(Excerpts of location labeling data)
= = = =
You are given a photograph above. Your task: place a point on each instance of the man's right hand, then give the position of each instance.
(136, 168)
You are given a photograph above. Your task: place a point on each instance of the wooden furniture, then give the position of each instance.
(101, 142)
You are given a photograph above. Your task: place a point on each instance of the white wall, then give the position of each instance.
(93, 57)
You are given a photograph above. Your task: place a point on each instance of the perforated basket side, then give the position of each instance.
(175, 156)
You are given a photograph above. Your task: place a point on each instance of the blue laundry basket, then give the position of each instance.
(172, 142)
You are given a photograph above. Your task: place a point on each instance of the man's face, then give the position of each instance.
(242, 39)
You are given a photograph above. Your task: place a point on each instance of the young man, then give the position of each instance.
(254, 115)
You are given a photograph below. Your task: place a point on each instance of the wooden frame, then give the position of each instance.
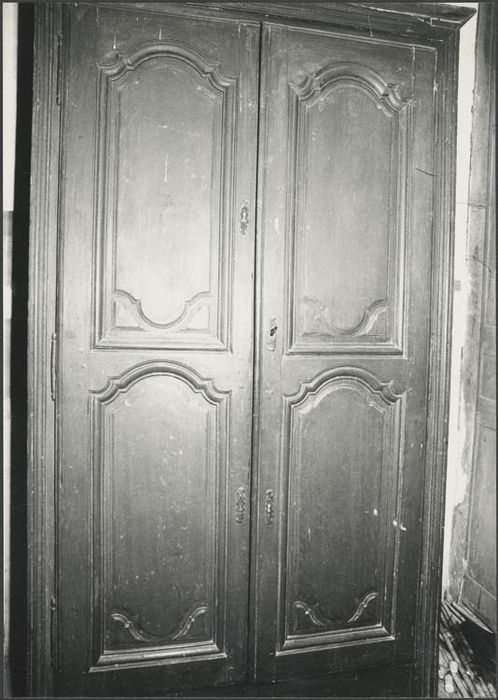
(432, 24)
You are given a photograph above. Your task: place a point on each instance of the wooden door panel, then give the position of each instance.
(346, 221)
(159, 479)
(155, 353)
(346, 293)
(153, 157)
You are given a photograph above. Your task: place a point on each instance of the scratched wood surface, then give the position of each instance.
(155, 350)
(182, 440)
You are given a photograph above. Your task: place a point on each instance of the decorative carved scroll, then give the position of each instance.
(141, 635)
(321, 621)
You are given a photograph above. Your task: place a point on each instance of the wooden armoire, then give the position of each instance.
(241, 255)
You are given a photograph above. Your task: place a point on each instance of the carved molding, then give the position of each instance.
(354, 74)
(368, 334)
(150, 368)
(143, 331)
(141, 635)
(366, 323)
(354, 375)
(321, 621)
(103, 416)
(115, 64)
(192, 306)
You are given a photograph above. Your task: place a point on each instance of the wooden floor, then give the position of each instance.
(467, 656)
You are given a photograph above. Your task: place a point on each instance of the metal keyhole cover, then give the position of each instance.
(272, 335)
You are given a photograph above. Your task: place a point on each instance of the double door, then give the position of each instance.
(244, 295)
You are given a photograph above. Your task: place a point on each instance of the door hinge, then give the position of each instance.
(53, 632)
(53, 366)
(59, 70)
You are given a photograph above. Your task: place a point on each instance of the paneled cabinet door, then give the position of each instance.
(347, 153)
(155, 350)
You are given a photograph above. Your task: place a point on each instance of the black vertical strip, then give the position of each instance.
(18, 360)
= = = =
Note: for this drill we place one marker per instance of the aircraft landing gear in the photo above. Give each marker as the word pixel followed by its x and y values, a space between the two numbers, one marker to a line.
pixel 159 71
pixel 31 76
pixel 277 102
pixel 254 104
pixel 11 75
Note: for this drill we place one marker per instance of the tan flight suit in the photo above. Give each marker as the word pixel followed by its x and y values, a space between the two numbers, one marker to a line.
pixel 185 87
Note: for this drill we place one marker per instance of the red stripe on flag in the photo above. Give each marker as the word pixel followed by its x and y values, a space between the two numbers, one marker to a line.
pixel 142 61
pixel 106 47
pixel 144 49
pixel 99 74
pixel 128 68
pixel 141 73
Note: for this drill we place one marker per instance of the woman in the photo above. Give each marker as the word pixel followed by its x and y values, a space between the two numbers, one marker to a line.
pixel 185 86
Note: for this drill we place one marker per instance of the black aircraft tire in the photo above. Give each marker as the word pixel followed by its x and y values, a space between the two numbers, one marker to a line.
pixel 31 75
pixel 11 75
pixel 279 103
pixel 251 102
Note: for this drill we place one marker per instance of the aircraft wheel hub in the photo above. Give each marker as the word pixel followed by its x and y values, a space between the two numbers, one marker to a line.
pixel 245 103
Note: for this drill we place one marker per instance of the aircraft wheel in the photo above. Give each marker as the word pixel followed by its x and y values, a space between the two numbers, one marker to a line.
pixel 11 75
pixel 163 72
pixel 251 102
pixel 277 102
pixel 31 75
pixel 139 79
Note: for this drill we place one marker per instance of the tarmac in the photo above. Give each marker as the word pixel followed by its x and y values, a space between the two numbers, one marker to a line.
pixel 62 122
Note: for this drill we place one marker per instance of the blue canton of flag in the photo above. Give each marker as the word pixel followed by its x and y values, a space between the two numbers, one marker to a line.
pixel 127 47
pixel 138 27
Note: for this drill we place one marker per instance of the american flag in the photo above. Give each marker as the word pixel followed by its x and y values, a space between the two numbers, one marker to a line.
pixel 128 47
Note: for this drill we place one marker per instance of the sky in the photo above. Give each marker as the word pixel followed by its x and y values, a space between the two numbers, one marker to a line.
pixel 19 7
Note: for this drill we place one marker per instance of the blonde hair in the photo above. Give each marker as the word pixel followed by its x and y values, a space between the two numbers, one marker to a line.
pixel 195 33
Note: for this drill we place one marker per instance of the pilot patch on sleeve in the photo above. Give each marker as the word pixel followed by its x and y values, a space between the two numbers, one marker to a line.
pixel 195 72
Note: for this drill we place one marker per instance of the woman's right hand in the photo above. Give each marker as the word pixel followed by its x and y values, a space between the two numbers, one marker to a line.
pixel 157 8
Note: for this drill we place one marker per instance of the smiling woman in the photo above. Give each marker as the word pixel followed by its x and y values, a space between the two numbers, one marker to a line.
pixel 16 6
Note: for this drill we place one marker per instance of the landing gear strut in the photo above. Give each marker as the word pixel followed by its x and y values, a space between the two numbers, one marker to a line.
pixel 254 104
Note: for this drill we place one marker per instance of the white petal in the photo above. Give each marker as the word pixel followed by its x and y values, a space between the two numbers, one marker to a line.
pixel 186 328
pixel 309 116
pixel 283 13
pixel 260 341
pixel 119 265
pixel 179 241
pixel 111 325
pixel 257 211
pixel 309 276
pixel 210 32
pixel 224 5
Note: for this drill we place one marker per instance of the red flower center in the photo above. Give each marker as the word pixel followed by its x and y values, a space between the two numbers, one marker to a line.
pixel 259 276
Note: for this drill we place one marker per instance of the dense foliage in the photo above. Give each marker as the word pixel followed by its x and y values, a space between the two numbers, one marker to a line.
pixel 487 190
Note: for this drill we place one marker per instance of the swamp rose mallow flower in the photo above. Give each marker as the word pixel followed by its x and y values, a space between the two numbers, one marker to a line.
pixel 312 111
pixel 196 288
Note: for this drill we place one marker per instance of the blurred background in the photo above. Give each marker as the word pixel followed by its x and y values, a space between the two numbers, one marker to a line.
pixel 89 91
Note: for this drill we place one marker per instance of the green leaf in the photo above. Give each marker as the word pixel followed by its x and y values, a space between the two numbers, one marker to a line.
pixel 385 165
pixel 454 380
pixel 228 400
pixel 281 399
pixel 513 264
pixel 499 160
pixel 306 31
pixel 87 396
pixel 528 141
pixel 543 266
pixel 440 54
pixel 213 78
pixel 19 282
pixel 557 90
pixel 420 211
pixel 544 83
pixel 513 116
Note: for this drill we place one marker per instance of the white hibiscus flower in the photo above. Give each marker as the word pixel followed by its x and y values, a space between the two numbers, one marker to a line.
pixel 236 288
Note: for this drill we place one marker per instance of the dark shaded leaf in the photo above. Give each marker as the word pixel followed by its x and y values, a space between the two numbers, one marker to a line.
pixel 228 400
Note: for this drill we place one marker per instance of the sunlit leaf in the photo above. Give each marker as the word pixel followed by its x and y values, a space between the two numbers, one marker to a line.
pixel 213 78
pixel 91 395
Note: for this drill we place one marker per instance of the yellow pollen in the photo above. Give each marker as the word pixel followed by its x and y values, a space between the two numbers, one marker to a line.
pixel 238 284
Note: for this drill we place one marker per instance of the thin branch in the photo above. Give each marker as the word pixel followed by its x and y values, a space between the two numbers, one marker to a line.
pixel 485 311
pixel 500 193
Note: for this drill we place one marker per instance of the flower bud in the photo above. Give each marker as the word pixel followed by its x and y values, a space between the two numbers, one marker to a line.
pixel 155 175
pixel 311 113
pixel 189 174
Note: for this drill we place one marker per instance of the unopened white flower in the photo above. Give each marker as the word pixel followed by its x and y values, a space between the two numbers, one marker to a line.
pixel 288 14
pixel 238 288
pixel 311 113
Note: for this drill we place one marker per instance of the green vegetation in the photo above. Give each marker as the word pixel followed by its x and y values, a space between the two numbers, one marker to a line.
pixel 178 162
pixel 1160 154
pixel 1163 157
= = = =
- **Direction**
Write out the records from the line that contains "of the american" through the line that contains "pixel 224 5", replacing "drill" with "exercise" and leaving everything else unchanged.

- **Answer to the task**
Note: for this exercise we place one marker per instance of the american flag in the photo above. Give each marker as the word pixel followed by its x and y values, a space between the two numbers, one marker to a line.
pixel 128 47
Note: for this exercise we place one marker per instance of the sky in the photo above. Give each marker as the word pixel followed by its x and y values, a space between the two numbers, one marker to a line.
pixel 19 7
Note: for this exercise we place one marker per instance of the blonde hair in the photo above. Give each marker as the word pixel followed by its x and y values, a space between the two numbers, one marker to a line.
pixel 195 33
Note: for this exercise we place one marker per instance of the pilot patch on sleeve in the photo above. Give each marker as the word pixel followed by its x and y values, a space between the two numbers, one marker to a line.
pixel 195 72
Note: for this exercise we place one marker per instance of the woman's right hand in the photo above. Give each marker as the word pixel followed by its x and y values, a space between the two numbers, one marker to a line.
pixel 157 8
Note: for this exercise we place one marker per instance of the smiling woman in the photo above. Give each marker as the word pixel followed by its x and y values, a space between the two numbers, one marker to a line.
pixel 16 6
Note: for this exercise we place one marker per instance of the landing gear strut in the photo above. Give each marker as the word pixel followed by its x and y values, a space between the two numbers, one marker to a line.
pixel 254 104
Note: for this exercise we place one marker per instance of the white petal in the photo above. Give each marker as the word pixel followed by its x and y values, a space between the two numbers, one marker to a line.
pixel 186 328
pixel 309 116
pixel 283 13
pixel 260 341
pixel 119 265
pixel 179 241
pixel 111 325
pixel 257 211
pixel 309 276
pixel 210 32
pixel 224 5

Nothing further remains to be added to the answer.